• WORK TO COMPLETE: Starting at the line below that contains "The scan above contains the man's nose" and ending at the close of the entries, substitute "gray sweater" for "blue sweater" and write those lines out again with nothing else changed.
TASK MATERIAL start
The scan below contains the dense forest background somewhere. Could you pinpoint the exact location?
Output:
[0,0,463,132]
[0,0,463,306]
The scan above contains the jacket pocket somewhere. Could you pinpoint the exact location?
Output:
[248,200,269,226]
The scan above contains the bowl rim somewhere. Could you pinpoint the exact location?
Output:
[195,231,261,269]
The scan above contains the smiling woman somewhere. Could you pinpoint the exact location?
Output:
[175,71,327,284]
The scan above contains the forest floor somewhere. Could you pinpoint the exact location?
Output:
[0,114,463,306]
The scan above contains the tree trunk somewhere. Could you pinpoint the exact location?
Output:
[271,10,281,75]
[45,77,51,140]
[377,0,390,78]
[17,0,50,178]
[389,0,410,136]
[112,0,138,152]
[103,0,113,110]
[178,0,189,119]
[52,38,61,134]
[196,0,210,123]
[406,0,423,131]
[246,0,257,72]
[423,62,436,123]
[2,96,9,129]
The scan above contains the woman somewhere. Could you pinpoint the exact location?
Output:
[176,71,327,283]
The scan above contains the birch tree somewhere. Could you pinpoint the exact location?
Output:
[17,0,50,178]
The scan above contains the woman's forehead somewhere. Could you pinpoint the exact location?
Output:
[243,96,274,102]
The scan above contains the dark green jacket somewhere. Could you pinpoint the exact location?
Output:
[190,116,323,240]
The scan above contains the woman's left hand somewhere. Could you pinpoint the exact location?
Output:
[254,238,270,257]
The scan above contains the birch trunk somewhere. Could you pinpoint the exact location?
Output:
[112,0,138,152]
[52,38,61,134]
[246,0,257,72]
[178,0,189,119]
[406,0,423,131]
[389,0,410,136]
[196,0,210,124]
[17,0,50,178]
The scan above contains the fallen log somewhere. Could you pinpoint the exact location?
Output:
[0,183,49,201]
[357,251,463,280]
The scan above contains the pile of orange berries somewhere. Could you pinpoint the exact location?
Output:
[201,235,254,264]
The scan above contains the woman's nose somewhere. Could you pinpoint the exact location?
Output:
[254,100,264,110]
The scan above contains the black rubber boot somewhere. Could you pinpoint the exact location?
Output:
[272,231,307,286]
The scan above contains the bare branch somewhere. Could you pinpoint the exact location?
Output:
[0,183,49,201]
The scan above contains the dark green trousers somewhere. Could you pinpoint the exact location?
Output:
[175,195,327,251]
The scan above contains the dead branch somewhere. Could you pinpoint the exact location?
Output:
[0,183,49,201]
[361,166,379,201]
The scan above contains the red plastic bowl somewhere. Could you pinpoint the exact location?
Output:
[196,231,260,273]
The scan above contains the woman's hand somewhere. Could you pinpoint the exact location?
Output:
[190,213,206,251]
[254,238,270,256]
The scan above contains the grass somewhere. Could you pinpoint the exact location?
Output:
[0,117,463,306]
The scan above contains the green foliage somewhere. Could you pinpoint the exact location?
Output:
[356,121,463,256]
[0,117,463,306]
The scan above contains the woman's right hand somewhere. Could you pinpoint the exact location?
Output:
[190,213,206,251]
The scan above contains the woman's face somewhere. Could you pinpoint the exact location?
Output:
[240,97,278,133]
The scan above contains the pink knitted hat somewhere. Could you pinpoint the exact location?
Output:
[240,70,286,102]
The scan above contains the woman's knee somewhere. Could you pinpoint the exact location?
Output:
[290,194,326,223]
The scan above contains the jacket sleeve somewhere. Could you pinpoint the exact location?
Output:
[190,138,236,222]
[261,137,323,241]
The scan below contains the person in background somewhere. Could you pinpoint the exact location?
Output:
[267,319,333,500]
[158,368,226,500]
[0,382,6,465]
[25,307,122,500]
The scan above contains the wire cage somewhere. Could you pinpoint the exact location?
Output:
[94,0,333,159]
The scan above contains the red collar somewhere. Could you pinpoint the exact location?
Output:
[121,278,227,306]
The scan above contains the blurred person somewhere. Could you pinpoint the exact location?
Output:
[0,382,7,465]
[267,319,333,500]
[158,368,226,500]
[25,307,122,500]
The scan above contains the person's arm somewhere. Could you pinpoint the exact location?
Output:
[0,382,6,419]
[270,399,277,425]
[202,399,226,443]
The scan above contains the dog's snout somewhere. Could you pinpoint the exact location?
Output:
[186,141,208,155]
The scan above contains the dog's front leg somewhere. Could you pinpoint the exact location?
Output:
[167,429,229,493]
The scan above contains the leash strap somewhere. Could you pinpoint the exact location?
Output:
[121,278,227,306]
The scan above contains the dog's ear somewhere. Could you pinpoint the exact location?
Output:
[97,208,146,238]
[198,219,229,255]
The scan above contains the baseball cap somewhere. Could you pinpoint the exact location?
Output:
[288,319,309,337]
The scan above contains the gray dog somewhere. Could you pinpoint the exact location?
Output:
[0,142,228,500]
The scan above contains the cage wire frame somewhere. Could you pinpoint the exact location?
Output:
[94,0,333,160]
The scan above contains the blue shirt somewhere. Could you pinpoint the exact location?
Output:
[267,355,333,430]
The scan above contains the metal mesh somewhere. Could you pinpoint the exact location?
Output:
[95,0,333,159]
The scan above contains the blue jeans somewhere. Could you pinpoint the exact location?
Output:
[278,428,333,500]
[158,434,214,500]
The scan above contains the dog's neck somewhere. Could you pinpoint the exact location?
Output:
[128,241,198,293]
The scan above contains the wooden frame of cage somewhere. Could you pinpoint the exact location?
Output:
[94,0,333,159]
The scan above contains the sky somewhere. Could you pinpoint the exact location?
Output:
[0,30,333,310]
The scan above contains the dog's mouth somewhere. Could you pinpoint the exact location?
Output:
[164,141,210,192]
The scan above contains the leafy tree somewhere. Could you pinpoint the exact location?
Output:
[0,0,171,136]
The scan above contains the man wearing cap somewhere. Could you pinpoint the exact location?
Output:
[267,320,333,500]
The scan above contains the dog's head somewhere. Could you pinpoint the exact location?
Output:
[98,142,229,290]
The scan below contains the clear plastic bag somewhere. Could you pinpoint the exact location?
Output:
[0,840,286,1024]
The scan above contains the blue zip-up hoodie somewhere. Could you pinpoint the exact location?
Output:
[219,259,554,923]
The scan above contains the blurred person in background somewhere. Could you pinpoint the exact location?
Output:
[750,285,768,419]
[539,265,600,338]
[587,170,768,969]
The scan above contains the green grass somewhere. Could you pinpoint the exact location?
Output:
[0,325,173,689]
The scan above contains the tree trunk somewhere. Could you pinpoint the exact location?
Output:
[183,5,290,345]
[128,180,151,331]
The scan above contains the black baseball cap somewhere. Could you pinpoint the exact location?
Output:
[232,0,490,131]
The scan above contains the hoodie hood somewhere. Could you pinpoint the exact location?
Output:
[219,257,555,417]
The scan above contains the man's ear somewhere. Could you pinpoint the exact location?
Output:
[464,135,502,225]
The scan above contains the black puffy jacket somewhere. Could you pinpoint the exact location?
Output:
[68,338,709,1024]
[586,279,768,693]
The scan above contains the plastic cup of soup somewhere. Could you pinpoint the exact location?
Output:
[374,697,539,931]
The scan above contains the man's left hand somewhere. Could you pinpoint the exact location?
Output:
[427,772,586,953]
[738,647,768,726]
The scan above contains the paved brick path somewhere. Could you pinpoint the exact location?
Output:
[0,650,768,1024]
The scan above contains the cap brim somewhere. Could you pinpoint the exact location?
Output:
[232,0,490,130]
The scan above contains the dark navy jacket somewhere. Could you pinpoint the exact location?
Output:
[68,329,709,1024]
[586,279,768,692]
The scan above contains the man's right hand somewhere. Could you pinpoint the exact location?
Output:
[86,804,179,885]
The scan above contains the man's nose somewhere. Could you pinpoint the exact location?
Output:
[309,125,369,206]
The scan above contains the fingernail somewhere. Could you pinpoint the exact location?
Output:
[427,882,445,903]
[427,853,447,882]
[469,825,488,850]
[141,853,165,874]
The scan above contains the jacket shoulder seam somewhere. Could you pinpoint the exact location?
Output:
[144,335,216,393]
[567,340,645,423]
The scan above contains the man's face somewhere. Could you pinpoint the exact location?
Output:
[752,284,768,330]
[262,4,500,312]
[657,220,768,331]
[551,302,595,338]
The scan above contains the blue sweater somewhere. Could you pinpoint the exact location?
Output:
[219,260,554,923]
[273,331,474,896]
TASK MATERIAL end
• EXERCISE SOLUTION:
The scan above contains the man's nose somewhere. Could you pinpoint the exact location?
Output:
[309,125,369,206]
The scan above contains the fingernail somewhere. Could you pinpoint the exact location?
Output:
[427,882,445,903]
[427,853,447,882]
[469,825,488,850]
[141,853,165,874]
The scan above contains the jacket shoulder seam somewhere. Could you pinpoint the exact location?
Output:
[144,335,216,393]
[567,340,645,423]
The scan above contains the man's face somewhere. Could you pinpoint the exact location?
Output:
[752,284,768,330]
[262,4,500,312]
[657,220,768,331]
[551,302,595,338]
The scan above contains the gray sweater somewhere. Could you pinpoint the exact location?
Output:
[219,260,554,923]
[273,331,474,896]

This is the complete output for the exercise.